*** RECORDS TO PROCESS ***

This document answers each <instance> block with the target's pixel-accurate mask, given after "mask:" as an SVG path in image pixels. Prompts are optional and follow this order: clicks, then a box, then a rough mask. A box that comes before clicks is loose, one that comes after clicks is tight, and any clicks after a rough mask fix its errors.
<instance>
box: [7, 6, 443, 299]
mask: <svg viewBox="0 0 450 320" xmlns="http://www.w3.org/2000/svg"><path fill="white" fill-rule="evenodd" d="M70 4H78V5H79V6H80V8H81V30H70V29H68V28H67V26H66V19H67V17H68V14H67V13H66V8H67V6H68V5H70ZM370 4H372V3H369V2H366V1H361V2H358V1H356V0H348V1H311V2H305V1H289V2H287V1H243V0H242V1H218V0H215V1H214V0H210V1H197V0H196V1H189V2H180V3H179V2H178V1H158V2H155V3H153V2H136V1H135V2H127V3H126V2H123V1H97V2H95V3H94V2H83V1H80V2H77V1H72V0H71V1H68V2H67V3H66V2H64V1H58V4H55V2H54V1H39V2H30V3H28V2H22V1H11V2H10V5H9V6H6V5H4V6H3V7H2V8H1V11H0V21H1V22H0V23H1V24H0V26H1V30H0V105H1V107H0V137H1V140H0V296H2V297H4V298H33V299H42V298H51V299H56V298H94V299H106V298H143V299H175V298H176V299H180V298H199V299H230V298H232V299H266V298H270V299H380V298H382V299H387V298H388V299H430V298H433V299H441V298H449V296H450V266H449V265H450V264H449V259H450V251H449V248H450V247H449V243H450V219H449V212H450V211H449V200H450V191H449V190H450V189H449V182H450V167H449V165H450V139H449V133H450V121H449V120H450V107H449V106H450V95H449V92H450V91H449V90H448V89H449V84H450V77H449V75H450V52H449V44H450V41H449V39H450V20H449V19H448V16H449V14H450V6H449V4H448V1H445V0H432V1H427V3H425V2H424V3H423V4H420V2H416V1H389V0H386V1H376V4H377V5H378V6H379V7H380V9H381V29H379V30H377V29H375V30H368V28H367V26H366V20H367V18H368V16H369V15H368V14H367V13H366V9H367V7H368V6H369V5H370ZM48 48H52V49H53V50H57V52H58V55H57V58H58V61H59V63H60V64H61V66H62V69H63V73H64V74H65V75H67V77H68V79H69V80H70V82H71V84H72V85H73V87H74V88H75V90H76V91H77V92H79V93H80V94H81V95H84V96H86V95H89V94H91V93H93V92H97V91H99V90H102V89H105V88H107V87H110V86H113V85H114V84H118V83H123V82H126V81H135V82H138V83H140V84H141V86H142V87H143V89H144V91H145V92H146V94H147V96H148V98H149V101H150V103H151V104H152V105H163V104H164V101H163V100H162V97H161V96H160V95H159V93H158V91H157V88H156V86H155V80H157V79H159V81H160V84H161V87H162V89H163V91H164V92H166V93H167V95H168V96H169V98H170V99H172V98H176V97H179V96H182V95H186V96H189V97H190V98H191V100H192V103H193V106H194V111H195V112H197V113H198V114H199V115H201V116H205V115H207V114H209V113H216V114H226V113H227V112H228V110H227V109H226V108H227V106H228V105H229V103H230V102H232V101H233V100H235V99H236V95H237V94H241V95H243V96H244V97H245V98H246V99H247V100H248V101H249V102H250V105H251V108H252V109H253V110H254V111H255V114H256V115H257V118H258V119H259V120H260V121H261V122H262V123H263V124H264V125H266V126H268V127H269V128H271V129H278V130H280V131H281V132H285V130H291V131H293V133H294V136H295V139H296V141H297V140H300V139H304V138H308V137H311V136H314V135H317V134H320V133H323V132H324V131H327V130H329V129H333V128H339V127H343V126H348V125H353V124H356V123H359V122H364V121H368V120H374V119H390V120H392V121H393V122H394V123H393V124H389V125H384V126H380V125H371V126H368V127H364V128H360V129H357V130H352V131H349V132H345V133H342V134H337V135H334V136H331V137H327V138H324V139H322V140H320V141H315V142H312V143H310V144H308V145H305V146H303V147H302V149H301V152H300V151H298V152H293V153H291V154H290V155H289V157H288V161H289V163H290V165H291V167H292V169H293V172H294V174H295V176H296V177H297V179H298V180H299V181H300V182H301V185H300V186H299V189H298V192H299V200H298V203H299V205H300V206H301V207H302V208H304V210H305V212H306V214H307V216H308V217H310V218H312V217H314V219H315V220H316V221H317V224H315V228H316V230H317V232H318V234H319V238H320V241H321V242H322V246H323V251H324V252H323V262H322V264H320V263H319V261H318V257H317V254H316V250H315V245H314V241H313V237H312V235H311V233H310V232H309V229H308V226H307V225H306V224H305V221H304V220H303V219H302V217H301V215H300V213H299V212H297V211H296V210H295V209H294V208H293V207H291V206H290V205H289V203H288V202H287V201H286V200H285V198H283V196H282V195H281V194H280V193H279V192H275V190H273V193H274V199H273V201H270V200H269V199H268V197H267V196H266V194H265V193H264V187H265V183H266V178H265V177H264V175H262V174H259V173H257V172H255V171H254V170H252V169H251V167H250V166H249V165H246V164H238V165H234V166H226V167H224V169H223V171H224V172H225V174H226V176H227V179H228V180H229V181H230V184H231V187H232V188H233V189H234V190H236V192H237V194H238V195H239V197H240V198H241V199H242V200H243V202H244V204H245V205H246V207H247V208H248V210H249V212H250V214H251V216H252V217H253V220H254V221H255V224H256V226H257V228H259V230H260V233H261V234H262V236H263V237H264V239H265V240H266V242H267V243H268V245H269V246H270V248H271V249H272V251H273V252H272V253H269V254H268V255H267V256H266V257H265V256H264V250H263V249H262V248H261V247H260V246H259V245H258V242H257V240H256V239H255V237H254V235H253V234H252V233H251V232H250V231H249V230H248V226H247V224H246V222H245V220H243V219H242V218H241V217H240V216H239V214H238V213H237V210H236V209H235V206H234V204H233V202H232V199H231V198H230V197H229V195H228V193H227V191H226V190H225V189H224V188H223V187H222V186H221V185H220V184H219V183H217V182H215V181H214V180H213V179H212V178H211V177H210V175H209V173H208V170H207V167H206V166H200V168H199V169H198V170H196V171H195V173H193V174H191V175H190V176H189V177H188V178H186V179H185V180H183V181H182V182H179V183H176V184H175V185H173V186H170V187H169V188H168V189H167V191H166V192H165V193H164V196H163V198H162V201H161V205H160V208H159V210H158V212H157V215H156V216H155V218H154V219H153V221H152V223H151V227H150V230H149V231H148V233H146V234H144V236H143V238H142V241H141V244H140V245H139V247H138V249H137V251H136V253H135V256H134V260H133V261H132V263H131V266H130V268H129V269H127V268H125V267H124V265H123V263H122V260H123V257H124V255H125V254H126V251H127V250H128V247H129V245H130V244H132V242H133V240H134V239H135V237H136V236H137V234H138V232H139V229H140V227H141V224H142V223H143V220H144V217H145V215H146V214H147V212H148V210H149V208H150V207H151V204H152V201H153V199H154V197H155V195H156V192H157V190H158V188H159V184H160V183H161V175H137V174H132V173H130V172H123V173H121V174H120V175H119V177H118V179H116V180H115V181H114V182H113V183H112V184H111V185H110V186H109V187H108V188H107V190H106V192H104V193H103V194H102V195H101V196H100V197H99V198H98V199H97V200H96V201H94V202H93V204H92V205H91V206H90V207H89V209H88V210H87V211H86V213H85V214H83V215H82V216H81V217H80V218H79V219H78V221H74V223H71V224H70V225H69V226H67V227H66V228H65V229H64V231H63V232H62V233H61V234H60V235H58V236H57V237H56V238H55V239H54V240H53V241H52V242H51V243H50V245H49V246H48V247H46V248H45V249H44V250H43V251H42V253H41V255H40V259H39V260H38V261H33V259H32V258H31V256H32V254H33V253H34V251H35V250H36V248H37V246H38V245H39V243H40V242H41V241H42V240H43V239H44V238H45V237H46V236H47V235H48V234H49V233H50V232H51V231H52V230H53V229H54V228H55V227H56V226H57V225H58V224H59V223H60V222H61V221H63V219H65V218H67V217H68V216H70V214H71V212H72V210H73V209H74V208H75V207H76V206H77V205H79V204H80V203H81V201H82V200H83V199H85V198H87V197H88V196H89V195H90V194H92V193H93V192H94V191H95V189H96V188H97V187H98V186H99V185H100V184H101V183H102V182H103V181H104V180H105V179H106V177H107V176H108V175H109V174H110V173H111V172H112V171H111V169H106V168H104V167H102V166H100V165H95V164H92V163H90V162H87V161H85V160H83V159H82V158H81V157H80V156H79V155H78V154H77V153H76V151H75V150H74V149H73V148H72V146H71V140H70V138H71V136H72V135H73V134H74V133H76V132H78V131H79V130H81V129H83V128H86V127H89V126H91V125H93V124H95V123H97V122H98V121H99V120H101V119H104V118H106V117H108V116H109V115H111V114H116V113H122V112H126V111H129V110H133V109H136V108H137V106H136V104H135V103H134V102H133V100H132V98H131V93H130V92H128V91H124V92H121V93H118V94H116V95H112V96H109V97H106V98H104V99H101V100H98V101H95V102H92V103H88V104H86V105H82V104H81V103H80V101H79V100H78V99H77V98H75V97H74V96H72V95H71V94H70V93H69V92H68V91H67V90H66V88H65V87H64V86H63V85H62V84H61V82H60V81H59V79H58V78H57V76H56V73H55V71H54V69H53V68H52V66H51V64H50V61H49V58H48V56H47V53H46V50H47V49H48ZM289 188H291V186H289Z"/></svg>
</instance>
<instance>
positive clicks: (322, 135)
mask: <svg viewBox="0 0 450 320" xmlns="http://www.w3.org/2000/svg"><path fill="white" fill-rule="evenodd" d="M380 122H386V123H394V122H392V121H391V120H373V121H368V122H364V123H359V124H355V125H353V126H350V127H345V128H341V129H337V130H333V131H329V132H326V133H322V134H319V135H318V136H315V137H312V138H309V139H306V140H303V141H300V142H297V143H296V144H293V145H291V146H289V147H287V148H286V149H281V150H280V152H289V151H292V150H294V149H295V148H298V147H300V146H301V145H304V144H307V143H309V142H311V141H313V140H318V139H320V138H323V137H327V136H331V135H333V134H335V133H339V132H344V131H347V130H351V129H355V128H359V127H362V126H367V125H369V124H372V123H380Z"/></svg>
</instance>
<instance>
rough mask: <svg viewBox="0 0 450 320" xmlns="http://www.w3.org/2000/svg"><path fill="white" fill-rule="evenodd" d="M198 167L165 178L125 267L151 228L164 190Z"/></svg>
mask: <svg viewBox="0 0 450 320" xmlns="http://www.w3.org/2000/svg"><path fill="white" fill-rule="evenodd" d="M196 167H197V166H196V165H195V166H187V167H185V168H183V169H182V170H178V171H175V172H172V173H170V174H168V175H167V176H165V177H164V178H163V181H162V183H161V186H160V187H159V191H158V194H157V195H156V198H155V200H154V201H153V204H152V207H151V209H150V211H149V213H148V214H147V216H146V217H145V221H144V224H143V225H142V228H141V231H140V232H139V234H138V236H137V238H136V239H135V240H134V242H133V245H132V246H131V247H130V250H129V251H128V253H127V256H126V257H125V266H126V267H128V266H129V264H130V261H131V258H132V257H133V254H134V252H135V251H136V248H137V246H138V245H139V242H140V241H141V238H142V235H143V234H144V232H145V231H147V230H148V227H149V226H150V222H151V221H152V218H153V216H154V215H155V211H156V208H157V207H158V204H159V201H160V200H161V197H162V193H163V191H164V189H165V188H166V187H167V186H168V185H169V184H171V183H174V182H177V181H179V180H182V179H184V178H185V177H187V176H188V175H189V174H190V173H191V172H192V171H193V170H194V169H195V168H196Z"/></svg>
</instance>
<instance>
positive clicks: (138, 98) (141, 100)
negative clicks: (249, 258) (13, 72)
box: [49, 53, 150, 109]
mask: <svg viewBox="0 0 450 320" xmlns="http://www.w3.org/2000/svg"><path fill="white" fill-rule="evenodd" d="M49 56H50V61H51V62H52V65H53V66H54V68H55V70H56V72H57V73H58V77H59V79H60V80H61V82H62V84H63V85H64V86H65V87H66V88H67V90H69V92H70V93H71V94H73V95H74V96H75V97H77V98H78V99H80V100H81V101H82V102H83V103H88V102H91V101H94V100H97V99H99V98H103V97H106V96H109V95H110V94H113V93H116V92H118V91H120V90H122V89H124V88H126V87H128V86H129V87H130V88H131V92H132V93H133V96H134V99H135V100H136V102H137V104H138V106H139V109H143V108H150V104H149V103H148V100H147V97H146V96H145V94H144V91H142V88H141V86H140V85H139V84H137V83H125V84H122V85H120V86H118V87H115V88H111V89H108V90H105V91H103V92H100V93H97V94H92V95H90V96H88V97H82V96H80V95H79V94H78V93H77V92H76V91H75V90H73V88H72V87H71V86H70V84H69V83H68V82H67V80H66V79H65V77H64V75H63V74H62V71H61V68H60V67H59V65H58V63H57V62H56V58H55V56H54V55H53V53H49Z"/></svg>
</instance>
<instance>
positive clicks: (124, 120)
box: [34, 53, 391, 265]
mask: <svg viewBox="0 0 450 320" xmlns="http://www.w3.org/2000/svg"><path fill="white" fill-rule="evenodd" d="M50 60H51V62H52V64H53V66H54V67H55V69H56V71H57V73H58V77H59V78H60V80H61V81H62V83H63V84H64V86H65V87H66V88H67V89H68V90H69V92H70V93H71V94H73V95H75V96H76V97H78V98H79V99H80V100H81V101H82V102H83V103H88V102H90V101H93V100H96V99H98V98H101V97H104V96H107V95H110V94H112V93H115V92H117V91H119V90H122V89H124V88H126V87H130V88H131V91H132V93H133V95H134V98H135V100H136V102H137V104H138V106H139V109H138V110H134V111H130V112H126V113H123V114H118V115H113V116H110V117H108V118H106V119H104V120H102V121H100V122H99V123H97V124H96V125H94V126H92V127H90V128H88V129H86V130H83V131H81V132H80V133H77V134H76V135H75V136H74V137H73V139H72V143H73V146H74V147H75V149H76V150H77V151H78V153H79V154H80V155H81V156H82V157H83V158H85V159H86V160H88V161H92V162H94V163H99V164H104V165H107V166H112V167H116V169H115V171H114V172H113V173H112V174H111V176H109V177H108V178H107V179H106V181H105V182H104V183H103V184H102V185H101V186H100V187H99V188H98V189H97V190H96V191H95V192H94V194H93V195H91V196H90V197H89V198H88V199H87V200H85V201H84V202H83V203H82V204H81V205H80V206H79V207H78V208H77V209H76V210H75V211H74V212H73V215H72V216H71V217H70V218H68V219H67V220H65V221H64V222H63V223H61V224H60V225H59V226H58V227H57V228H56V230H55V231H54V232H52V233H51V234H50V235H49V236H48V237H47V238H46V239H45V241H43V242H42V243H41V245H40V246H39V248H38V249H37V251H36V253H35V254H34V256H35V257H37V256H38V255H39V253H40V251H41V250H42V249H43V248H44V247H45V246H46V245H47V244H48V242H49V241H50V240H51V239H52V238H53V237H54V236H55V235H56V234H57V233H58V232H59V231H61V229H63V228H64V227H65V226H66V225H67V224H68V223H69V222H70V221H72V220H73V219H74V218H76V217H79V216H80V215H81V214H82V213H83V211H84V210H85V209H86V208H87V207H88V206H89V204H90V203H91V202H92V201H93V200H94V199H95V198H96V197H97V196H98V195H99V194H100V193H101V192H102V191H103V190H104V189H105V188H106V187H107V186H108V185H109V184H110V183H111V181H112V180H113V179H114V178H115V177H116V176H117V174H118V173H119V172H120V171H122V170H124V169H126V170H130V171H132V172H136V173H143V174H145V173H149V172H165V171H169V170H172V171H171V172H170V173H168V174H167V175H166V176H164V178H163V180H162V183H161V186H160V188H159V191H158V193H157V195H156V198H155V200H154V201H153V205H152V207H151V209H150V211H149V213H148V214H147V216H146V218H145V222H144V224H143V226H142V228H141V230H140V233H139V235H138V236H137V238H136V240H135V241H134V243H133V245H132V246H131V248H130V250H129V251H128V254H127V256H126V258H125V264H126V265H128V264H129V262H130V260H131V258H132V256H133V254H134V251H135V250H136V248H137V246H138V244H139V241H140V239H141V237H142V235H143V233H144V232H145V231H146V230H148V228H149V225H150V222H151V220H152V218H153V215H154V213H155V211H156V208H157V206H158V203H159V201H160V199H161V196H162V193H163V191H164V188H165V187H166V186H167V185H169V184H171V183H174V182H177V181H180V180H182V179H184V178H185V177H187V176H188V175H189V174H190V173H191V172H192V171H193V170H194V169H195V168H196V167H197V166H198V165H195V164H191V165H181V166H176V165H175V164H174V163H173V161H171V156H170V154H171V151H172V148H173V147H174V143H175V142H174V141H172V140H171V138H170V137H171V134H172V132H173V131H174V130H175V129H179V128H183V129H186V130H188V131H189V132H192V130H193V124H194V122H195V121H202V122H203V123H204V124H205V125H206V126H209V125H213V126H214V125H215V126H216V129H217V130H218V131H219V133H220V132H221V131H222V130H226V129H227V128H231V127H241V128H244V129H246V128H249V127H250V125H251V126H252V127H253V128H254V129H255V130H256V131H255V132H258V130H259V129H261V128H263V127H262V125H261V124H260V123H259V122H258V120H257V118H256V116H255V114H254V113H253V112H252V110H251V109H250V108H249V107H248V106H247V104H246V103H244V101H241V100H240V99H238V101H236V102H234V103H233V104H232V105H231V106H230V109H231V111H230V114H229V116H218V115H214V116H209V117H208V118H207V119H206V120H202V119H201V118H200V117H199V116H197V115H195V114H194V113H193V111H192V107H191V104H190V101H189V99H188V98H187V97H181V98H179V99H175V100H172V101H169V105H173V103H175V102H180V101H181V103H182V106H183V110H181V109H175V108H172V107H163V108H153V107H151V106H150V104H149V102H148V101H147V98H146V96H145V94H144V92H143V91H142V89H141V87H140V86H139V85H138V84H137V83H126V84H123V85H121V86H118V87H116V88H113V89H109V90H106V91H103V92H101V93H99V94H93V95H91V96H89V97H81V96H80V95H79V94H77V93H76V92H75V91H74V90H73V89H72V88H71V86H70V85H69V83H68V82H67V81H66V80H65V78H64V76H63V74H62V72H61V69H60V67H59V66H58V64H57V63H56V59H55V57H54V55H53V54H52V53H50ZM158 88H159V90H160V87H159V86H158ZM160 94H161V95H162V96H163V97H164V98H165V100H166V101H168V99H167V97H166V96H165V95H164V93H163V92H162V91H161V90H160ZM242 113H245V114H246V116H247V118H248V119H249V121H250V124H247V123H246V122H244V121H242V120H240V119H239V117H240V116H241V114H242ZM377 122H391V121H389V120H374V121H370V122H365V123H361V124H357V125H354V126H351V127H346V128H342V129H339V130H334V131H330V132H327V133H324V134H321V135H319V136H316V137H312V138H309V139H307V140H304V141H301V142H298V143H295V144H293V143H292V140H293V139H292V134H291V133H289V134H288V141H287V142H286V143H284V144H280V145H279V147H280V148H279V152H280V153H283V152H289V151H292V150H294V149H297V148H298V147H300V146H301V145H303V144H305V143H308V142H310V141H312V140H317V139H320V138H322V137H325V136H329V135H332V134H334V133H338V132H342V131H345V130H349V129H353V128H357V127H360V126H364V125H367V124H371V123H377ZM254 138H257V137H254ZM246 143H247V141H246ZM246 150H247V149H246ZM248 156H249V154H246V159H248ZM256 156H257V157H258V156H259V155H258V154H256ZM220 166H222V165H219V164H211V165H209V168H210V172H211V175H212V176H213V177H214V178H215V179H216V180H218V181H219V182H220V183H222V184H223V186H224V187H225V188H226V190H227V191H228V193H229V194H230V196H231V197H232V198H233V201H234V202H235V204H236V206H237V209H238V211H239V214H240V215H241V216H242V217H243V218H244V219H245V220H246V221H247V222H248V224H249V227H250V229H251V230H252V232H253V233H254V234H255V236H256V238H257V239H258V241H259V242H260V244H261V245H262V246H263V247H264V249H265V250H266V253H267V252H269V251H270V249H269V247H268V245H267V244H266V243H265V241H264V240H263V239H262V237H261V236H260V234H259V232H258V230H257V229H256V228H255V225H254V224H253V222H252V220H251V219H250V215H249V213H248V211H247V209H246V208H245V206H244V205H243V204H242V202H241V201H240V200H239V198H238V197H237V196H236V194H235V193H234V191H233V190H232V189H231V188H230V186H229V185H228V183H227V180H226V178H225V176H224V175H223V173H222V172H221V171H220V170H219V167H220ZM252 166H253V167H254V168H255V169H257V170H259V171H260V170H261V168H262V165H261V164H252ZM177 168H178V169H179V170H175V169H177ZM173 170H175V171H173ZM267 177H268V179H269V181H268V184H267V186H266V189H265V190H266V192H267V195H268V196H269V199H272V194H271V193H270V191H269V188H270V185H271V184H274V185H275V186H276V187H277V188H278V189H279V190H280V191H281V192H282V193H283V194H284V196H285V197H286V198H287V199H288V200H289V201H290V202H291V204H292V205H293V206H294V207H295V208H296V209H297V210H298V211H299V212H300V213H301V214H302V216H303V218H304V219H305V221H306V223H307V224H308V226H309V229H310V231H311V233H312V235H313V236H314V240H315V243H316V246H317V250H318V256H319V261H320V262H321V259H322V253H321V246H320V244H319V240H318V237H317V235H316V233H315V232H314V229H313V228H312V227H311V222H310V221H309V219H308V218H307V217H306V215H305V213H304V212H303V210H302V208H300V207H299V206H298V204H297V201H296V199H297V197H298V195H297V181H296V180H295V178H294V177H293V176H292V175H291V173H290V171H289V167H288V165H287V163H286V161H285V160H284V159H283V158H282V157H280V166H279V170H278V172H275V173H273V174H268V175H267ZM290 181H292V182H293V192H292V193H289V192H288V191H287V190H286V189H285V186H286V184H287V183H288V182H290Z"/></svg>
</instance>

***

(PROBLEM):
Which lines above carry the string "positive"? Copy those lines.

(COMPLETED EXERCISE):
positive clicks: (322, 135)
positive clicks: (138, 98) (141, 100)
positive clicks: (124, 120)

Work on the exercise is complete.